READING TEXT:

-*-

On May 8, 1881, McMullen was appointed the first bishop of the newly created Diocese of Davenport. He was consecrated bishop by Archbishop Feehan on July 25, 1881, in Holy Name Cathedral. The principal co-consecrators were Bishops John Hennessy and John Spalding.

As bishop, McMullen chose St. Margaret's Church in Davenport to be the new cathedral. He did not own his own episcopal insignia or robes, but used those of the late Bishop Foley. Soon after arriving in Davenport, McMullen went to visit the parishes in his diocese. He traveled by stagecoach, buggy, lumber wagon, hand car and passenger coach on the train. While on visitation, he administered the sacrament of confirmation. By December 1881, McMullen had confirmed over 7,000 people, and by the end of 1882, the number had risen to 13,000.

McMullen called the diocese's first synod in 1882 to set its procedures and regulations. In September 1882, he founded St. Ambrose, a seminary and school of commerce for young men in Davenport. It is today St. Ambrose University. McMullen's health soon failed, however. He attempted to travel to Rome for medical treatment, but was too sick to sail out of New York City. He also traveled to California, where he fell gravely ill.

-*-

MATERIAL SHOWN:
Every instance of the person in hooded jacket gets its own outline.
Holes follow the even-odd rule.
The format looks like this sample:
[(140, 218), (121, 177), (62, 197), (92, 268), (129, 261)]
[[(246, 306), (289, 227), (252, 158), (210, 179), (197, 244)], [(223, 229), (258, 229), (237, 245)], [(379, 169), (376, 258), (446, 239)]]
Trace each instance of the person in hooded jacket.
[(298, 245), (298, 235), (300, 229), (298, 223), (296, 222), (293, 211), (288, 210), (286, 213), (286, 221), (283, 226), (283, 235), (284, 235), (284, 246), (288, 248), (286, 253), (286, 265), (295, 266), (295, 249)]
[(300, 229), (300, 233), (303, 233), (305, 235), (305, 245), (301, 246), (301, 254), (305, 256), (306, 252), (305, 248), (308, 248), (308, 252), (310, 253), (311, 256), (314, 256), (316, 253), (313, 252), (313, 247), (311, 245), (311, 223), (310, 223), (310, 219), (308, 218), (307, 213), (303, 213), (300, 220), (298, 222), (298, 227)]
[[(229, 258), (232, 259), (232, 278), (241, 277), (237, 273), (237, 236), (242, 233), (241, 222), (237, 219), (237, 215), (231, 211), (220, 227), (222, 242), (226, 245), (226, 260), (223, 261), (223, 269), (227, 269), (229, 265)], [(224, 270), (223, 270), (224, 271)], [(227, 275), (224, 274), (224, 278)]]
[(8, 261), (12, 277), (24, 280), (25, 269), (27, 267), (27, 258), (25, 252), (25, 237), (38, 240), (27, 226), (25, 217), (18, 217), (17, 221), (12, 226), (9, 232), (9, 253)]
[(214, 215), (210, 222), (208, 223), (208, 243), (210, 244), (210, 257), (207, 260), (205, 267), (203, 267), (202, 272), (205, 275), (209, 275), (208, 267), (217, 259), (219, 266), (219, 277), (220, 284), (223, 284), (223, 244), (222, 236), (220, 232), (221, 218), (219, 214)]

-*-

TASK TO COMPLETE:
Continue the text about Bishop McMullen and the Diocese of Davenport, starting after its final sentence.

EXERCISE ANSWER:
=== Death and legacy ===
On July 4, 1883, John McMullen died from stomach cancer in Davenport, having served as bishop for less than two years.

Archbishop Feehan celebrated the requiem mass for McMullen and Bishop Spalding preached the sermon. McMullen was initially buried in the crypt of St. Margaret's Cathedral, but his body was transferred to the crypt of Sacred Heart Cathedral after it was built. His remains were eventually moved to the Bishop's Circle of Mt. Calvary Cemetery in Davenport. McMullen Hall, a classroom building at St. Ambrose, was named in his honor.